## WHAT TO WORK ON
Reproduce the items character for character, from their very first line through the line that contains "87), (248, 87)]", with both of those lines included.

--- BEGIN EXCERPTED DATA ---

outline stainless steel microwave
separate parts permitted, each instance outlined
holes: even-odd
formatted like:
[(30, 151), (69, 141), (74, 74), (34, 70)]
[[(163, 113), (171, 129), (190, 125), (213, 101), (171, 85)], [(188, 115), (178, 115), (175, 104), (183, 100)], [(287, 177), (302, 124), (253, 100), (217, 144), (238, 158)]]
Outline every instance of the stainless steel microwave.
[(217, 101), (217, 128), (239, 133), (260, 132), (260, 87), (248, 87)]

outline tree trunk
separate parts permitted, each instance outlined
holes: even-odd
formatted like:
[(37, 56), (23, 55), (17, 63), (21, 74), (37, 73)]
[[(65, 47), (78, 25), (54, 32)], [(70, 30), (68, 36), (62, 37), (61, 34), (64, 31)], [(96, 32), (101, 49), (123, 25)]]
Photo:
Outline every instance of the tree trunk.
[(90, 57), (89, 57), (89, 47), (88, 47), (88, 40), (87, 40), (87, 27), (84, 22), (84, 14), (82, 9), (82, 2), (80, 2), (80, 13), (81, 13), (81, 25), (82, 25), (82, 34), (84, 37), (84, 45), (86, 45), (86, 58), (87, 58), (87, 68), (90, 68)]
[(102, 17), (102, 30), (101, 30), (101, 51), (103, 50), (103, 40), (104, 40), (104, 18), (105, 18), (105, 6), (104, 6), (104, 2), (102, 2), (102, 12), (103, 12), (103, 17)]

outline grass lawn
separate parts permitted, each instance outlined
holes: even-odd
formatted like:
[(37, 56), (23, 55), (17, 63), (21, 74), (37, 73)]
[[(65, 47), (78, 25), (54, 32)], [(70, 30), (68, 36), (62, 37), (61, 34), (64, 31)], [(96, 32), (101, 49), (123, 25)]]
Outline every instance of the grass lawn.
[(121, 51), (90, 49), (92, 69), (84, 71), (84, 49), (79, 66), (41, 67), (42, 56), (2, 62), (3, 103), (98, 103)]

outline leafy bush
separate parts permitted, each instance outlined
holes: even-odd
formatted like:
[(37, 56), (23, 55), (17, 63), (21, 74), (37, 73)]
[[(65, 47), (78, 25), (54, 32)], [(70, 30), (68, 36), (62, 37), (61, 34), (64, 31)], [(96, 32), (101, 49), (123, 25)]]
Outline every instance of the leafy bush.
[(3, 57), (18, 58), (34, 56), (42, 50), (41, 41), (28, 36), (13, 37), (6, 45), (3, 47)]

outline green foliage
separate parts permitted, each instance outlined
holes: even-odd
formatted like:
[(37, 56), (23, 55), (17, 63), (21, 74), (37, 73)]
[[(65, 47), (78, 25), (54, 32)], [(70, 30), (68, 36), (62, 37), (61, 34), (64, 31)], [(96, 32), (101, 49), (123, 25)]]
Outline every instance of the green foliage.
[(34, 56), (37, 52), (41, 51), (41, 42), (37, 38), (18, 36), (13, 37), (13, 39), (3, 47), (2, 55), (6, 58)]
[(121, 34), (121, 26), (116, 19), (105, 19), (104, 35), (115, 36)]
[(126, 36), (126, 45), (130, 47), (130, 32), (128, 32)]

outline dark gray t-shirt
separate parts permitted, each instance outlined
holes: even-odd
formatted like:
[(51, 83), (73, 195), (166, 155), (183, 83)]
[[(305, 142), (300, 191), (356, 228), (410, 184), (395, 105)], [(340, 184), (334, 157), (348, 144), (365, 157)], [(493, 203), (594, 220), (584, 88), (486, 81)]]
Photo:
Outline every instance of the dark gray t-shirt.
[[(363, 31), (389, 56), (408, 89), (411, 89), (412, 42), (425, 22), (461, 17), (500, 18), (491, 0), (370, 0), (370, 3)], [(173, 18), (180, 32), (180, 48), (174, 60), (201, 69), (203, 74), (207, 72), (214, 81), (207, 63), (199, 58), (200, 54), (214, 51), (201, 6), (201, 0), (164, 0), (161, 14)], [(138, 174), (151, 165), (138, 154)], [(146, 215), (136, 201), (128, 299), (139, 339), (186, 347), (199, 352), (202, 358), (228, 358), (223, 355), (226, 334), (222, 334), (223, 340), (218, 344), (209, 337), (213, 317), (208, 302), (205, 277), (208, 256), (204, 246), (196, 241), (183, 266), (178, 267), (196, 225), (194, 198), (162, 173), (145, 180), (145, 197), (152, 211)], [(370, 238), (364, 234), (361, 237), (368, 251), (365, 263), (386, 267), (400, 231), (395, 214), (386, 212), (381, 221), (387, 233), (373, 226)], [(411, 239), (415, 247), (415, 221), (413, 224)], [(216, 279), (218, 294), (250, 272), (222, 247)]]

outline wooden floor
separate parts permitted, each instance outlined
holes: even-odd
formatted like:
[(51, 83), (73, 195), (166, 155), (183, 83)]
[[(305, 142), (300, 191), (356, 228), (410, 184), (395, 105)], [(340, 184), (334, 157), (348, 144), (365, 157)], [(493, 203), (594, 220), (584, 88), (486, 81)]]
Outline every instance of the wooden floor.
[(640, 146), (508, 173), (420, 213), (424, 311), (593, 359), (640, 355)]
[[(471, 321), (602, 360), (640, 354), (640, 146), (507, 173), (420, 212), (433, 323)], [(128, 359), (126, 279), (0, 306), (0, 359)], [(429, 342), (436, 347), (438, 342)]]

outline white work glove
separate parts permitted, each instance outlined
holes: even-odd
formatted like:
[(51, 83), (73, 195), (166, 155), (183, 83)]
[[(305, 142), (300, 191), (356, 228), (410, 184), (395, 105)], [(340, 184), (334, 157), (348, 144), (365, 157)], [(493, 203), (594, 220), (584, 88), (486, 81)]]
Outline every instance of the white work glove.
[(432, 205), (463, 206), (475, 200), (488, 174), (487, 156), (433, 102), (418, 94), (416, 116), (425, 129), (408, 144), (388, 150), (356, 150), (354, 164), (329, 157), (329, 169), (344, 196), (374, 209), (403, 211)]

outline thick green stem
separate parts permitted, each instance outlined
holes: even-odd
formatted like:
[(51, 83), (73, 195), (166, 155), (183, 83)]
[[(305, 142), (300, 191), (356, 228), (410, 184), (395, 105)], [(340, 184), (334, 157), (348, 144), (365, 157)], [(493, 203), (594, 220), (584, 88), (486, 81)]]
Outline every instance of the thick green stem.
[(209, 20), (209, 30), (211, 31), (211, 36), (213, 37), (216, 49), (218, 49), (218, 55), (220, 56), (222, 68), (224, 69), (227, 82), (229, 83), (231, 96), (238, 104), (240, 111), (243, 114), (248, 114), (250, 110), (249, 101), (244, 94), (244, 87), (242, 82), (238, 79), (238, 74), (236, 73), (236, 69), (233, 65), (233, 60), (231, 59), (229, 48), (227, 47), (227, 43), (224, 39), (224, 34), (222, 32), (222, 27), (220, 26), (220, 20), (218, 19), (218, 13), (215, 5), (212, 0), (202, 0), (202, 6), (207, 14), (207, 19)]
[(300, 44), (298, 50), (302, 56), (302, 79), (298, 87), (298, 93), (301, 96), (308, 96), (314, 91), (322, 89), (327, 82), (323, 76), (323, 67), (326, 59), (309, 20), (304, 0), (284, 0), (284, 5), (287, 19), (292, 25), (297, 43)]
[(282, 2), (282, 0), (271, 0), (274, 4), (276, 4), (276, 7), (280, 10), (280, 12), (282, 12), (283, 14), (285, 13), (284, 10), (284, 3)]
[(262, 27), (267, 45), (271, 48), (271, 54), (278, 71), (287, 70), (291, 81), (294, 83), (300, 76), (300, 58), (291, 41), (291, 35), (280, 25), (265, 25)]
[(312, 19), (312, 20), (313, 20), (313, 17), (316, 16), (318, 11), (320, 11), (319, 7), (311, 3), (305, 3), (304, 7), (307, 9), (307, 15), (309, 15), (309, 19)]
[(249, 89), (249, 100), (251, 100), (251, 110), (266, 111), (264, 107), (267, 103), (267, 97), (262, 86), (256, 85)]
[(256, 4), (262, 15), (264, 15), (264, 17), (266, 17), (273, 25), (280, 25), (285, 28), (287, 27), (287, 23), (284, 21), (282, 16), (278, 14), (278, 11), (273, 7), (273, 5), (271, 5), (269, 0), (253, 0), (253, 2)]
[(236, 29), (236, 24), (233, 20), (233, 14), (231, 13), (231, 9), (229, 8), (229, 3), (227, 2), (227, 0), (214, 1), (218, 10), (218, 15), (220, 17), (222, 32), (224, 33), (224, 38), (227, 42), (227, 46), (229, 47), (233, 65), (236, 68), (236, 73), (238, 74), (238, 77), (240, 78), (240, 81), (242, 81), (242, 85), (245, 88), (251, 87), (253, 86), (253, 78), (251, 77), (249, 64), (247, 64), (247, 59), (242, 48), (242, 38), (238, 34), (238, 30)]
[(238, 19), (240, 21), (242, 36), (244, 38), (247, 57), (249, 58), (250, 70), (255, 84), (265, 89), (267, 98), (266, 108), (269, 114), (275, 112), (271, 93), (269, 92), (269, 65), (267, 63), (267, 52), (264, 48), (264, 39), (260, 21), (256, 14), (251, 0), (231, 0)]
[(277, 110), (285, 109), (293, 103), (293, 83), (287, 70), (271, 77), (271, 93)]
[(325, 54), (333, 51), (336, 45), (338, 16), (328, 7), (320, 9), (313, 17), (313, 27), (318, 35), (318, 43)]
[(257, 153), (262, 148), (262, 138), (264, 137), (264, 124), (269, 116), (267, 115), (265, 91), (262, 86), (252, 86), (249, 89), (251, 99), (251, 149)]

--- END EXCERPTED DATA ---

## TASK SOLUTION
outline stainless steel microwave
separate parts permitted, each instance outlined
holes: even-odd
formatted like:
[(30, 151), (69, 141), (74, 74), (34, 70)]
[[(163, 113), (171, 129), (190, 125), (213, 101), (171, 85)], [(188, 115), (178, 115), (175, 104), (183, 100)], [(287, 177), (302, 124), (253, 100), (217, 144), (238, 158)]]
Outline every instance of the stainless steel microwave.
[(217, 101), (217, 128), (239, 133), (260, 132), (260, 87), (248, 87)]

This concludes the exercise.